----- Data supplied

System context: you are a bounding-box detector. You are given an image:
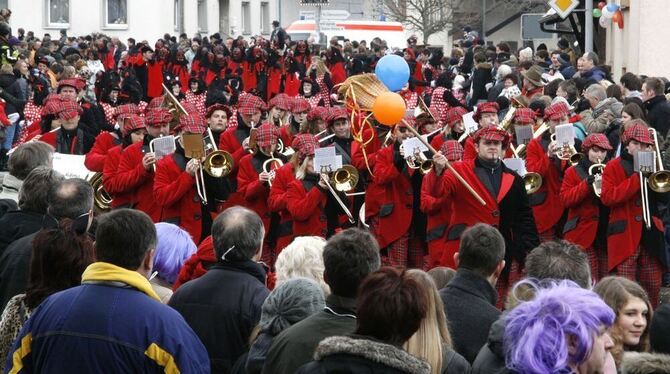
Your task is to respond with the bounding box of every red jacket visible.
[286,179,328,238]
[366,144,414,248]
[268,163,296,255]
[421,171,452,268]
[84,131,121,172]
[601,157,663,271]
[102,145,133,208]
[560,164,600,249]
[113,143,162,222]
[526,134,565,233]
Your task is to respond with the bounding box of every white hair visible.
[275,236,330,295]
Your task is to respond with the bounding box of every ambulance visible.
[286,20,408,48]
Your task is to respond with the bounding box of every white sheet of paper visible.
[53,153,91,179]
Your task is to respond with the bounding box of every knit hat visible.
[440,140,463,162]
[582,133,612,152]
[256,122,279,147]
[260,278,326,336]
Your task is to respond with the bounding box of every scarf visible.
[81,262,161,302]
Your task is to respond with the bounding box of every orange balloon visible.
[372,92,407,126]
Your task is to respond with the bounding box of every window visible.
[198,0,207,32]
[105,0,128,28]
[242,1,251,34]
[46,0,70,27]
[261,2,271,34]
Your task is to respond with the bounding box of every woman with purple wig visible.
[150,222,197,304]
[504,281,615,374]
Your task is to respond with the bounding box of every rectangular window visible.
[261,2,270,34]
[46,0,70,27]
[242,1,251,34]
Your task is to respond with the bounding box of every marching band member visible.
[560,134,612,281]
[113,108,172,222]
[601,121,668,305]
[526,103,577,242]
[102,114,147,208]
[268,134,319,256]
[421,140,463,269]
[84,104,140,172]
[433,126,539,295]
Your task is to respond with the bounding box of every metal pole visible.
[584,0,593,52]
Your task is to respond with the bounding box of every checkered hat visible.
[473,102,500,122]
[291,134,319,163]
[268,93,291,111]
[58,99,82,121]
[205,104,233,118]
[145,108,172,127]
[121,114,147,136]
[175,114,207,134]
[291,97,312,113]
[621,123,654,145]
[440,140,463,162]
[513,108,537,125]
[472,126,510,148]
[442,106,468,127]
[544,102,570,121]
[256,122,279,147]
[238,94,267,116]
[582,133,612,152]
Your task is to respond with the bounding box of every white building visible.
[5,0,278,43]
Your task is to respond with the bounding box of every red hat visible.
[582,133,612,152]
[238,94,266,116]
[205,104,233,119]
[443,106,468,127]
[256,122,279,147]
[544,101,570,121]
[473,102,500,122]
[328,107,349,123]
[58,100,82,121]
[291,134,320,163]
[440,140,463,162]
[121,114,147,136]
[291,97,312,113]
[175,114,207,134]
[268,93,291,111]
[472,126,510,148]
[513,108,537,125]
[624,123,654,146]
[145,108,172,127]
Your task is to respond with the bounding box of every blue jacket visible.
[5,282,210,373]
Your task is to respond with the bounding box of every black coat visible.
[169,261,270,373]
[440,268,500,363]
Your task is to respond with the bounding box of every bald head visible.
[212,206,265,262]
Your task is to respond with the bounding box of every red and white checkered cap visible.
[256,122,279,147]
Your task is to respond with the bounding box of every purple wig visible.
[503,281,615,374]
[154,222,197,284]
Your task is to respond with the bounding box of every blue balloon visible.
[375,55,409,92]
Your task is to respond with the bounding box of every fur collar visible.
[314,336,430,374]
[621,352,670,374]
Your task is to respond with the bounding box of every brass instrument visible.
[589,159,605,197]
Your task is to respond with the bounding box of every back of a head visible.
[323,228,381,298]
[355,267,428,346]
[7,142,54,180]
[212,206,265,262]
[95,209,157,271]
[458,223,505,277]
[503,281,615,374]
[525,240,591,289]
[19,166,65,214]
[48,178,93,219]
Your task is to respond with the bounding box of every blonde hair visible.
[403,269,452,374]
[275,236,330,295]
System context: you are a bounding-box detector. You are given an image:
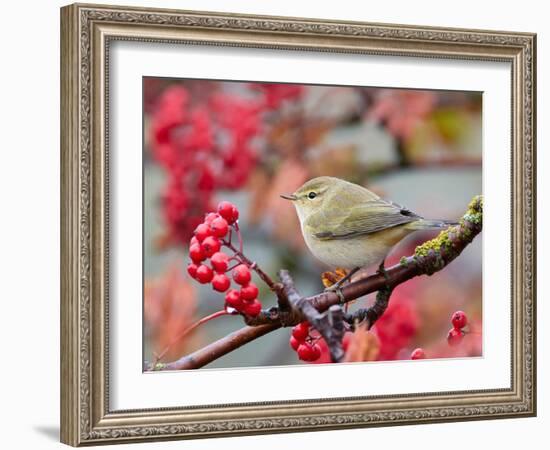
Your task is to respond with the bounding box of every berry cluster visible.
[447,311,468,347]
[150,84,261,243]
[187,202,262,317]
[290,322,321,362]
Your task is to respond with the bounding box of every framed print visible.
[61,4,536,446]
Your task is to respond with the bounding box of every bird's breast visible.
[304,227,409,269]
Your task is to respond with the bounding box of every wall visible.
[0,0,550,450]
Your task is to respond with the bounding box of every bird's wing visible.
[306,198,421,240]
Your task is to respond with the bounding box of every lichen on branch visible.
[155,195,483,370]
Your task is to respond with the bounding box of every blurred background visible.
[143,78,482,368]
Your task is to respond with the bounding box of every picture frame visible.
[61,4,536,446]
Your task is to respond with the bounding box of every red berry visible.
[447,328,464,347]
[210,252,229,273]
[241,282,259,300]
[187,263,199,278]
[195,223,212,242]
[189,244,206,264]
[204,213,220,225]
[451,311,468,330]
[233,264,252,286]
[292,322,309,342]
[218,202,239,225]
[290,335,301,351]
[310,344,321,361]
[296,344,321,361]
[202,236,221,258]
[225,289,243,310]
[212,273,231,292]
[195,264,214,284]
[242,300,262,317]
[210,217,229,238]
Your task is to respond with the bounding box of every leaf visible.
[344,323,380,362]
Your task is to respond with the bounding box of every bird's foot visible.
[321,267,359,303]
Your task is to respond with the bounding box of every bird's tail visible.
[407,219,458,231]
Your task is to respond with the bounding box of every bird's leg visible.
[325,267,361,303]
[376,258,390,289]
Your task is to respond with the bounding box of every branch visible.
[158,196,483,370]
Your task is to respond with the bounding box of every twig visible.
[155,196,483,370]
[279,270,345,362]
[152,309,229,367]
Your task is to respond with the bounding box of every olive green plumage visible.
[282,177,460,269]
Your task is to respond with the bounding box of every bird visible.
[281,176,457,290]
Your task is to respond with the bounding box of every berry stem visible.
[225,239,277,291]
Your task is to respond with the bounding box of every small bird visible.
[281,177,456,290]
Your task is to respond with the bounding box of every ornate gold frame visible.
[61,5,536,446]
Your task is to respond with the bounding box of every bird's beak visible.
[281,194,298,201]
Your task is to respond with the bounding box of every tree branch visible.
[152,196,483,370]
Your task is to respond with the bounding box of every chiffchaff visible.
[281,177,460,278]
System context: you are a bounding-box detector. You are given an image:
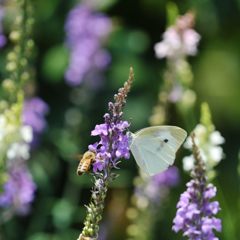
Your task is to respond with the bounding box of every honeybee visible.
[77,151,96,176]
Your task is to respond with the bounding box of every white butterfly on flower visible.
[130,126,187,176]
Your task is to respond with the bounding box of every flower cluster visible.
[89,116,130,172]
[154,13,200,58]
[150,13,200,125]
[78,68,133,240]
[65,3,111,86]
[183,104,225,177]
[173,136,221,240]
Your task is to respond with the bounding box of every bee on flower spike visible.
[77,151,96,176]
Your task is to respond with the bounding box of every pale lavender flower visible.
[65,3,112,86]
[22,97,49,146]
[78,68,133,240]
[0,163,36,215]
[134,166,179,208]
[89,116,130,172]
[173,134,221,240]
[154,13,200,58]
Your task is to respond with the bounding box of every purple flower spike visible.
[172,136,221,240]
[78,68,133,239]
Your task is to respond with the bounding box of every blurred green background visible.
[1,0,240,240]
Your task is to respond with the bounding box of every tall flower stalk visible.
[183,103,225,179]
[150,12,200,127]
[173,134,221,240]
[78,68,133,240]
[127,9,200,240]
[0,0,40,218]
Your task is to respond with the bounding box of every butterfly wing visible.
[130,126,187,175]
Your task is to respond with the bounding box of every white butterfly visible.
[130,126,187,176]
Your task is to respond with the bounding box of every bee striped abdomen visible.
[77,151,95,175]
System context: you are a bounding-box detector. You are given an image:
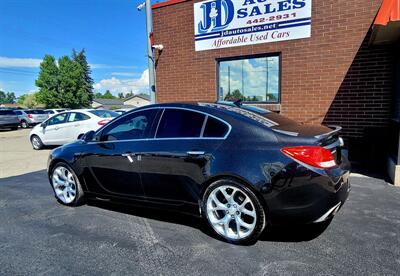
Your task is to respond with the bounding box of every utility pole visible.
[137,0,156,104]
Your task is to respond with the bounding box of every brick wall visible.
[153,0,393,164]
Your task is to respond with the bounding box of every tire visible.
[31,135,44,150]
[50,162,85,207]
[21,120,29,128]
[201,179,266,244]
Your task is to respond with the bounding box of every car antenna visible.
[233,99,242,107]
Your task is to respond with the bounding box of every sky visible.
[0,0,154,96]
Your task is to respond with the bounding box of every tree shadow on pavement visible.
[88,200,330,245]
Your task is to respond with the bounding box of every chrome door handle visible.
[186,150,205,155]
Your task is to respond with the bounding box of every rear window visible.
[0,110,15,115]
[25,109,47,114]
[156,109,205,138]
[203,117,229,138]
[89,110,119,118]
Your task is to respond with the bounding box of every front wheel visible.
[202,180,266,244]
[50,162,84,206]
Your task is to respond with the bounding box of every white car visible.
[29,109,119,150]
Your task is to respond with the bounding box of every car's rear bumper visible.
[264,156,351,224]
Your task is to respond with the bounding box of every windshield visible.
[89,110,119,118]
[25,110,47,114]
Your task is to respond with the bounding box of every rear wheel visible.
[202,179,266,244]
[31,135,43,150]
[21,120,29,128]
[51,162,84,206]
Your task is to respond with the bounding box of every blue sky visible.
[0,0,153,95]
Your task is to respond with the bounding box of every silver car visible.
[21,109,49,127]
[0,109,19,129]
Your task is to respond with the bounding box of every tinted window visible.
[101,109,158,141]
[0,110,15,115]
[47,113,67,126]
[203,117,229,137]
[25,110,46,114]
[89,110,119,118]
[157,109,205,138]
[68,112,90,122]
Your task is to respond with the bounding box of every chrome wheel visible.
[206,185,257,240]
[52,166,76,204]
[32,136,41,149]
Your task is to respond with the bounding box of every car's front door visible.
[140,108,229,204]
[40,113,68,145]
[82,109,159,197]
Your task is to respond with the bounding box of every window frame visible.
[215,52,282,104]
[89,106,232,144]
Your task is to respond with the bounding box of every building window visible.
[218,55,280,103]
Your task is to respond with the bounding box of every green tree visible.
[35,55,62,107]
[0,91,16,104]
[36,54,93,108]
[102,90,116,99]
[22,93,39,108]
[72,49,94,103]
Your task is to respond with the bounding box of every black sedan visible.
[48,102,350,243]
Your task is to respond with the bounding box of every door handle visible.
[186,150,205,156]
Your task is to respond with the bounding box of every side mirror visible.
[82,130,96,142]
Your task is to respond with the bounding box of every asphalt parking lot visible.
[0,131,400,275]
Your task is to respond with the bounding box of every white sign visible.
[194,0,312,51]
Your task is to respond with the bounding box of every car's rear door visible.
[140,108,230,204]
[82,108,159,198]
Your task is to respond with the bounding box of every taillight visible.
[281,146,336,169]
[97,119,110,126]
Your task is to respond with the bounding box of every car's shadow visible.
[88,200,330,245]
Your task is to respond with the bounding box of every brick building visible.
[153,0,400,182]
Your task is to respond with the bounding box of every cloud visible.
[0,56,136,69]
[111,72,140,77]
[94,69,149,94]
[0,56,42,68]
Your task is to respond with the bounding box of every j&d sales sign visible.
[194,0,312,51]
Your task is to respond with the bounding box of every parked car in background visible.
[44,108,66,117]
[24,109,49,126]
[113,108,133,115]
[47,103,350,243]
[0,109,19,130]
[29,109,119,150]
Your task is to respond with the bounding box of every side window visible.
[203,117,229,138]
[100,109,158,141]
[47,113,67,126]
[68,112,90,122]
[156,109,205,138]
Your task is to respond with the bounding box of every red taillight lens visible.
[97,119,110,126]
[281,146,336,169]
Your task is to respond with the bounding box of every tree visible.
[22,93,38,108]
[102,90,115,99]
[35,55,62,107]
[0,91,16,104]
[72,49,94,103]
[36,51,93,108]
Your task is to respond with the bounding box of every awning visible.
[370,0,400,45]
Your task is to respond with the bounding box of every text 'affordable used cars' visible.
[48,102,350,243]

----------

(Exercise requirements): Express the rows from the start through the line containing "[53,153,91,179]", both ends included, as a two-column CSV with the header label_text,boxes, writing one CSV line per row. Put each row's text, without the pictures, in label_text and its answer in boxes, quoting each field and turning line breaks into spaces.

(Solution to the problem):
label_text,boxes
"System context: you are a bounding-box detector. You are given an image: Your task is to respond with the bounding box of every red jacket visible.","[286,179,328,238] [366,144,414,248] [268,163,296,255] [421,171,452,268] [84,131,121,172] [601,157,663,271] [102,145,133,208] [560,164,600,249] [113,143,162,222] [526,134,565,233]"
"Your task is to respond with the bounding box of every white hair visible.","[275,236,330,295]"
"Your task is to respond with the bounding box of every ambulance visible.","[286,20,408,48]"
"Your task is to respond with the bounding box of every white sheet of paper visible.","[53,153,91,179]"